| Exercise goal |
Write out each line of the listing as it stands, without the images.

| Material supplied |

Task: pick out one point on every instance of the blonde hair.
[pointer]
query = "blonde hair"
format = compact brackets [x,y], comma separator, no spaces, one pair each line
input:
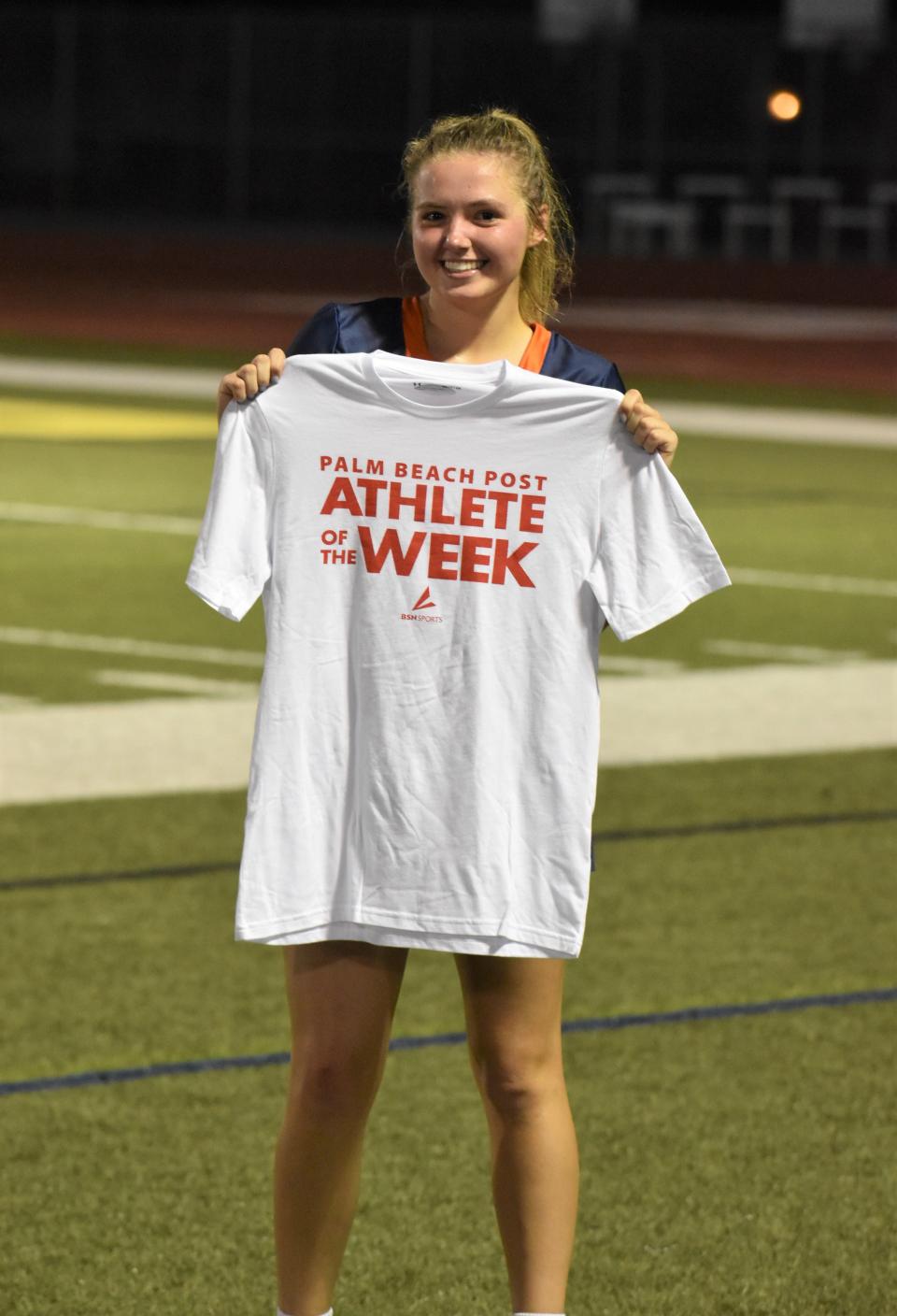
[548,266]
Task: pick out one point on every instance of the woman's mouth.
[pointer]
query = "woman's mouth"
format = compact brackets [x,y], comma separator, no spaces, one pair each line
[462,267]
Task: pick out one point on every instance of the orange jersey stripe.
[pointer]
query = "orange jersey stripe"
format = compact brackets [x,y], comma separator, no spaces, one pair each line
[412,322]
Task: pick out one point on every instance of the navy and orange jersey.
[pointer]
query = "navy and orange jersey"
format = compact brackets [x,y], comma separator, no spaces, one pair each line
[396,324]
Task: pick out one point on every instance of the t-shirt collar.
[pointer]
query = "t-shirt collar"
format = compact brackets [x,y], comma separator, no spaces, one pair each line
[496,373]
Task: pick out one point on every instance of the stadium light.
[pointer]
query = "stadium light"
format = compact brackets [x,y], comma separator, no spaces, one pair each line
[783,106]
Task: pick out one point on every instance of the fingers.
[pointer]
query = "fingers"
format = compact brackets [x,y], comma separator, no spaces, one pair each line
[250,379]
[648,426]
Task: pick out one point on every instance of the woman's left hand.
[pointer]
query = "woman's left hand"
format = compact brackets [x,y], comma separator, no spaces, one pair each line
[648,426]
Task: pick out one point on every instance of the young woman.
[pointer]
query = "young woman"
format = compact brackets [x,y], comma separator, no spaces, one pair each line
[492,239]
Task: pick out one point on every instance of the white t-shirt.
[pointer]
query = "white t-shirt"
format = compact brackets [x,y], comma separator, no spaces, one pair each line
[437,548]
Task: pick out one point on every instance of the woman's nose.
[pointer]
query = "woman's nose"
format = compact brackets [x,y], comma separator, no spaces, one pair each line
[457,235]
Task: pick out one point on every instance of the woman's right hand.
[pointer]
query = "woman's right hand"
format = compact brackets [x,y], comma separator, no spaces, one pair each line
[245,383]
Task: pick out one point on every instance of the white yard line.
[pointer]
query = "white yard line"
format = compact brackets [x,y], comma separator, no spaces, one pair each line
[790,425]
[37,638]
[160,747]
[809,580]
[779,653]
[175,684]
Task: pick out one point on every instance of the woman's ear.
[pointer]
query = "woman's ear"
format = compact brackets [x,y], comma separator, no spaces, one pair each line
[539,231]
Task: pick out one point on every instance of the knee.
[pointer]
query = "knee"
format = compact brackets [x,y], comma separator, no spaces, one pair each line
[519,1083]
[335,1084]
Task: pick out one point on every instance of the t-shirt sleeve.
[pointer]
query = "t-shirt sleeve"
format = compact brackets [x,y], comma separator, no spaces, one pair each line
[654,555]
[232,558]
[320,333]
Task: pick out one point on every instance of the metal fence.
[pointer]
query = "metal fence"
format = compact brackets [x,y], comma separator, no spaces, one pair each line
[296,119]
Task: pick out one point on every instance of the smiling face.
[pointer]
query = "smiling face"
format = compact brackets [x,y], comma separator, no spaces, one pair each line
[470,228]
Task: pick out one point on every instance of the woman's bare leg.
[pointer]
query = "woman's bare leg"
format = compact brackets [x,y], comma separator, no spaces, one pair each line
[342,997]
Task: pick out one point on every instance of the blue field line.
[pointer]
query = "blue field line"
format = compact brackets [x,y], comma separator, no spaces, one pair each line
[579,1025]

| Written response |
Task: pick out one point on every instance of the blonde hair.
[pointer]
query = "blonde hair"
format = compact brackets [x,y], comma separator, no spaces, one pair each line
input:
[548,266]
Task: pick out one point on every instance of the woman's mouth.
[pointer]
query = "woman's mouth"
format = compact brackets [x,y], comma separator, no spaces, one pair each line
[462,267]
Task: pick out one point on every instance of the orange jersey stripe.
[pointer]
query = "orange jersey stripe"
format = compact brackets [x,y], comma separator, no spaces, one pair each line
[412,322]
Task: pick out one point on every instance of the navy and orange jersey.
[pointer]
query = "navy and orange jersey"
format = compact brackets [x,y], comma separator, no spaces, one pair each line
[396,324]
Task: pick out one point on every instance of the t-shirt collar.
[pointer]
query = "t-shirt collar"
format = compact brackets [x,y], comma separator, no spaces, one pair each line
[496,373]
Task: pick out one point on every instance of the stadium light.
[pointer]
query = "stadium light"
format = compact brackets [x,y], comma separator, no spaces, one pair each line
[783,106]
Task: pick out one point on every instance of the fingers.
[pointer]
query = "fingers"
format = compact brackets [x,y], comma separator, no spaces, one pair each line
[250,379]
[648,426]
Task: pick out one point on every instance of the woman's left hand.
[pointer]
query = "woman's left hand"
format = compact brackets [x,y], comma separator, no spaces, one pair each line
[648,426]
Task: pick out one point on every instance of the young woman.
[pointer]
query = "young woman"
format = compact brackets [x,y], comma separator, no spaces, one pair each line
[492,239]
Task: pick out one point on every instance of the white t-shirt.
[pointer]
query = "white t-shirt"
format = compact brackets [x,y], comma separator, no spaces, one pair each line
[437,548]
Task: pick out one point on every instance of the woman's nose.
[pointer]
query = "woman's nose"
format = compact brackets [x,y], comma separator, no spaces, one pair each line
[457,235]
Task: pick out one point on every instance of the woman's right hand.
[pointer]
query = "woman's right hand"
format = compact brackets [x,y], comma separator, no spaces, one pair each line
[245,383]
Task: pick out one point on every instance of the white yard line.
[pointer]
query = "white yard line"
format = compact brackets [x,y], comma separator, no spaces, one pair each line
[790,425]
[37,638]
[160,747]
[809,580]
[779,653]
[175,684]
Task: pick out one point on every instance of the woman's ear.
[pointer]
query = "woman's ear"
format = compact brackets [x,y], comma separator, no spaces, one pair each line
[539,231]
Task: pick out one point on every instance of the knee.
[pointer]
query = "knee"
format = compact brackets [x,y], comma separator, no spaces, one pair each line
[519,1083]
[335,1084]
Task: pick out one point on every instance of the t-shirt sleeve.
[pointer]
query = "t-shirt sleeve"
format = compact brackets [x,y], comma separator, no spaces, one pair each line
[654,555]
[232,558]
[320,333]
Task: pick out one point on every instance of the metal fence.
[pointer]
query = "metal fence"
format = compact brackets [x,y], comma separator, no spaces, one pair each line
[296,119]
Task: pick out one point on every instance of the smiling face.
[pointer]
query = "smiling face"
format = compact brackets [x,y], comma separator, no spaces, one pair each line
[470,228]
Task: pick out one point on every instance of the woman's bare leg.
[pointer]
query = "woman's bare leg"
format = compact brackets [x,y], comma separator, no spaces, one pair each line
[342,997]
Task: pick out one point on every instance of the blue field line.
[pointer]
query = "blue field line"
format = compact brackets [x,y], comma separator, no spaces, one pair each line
[579,1025]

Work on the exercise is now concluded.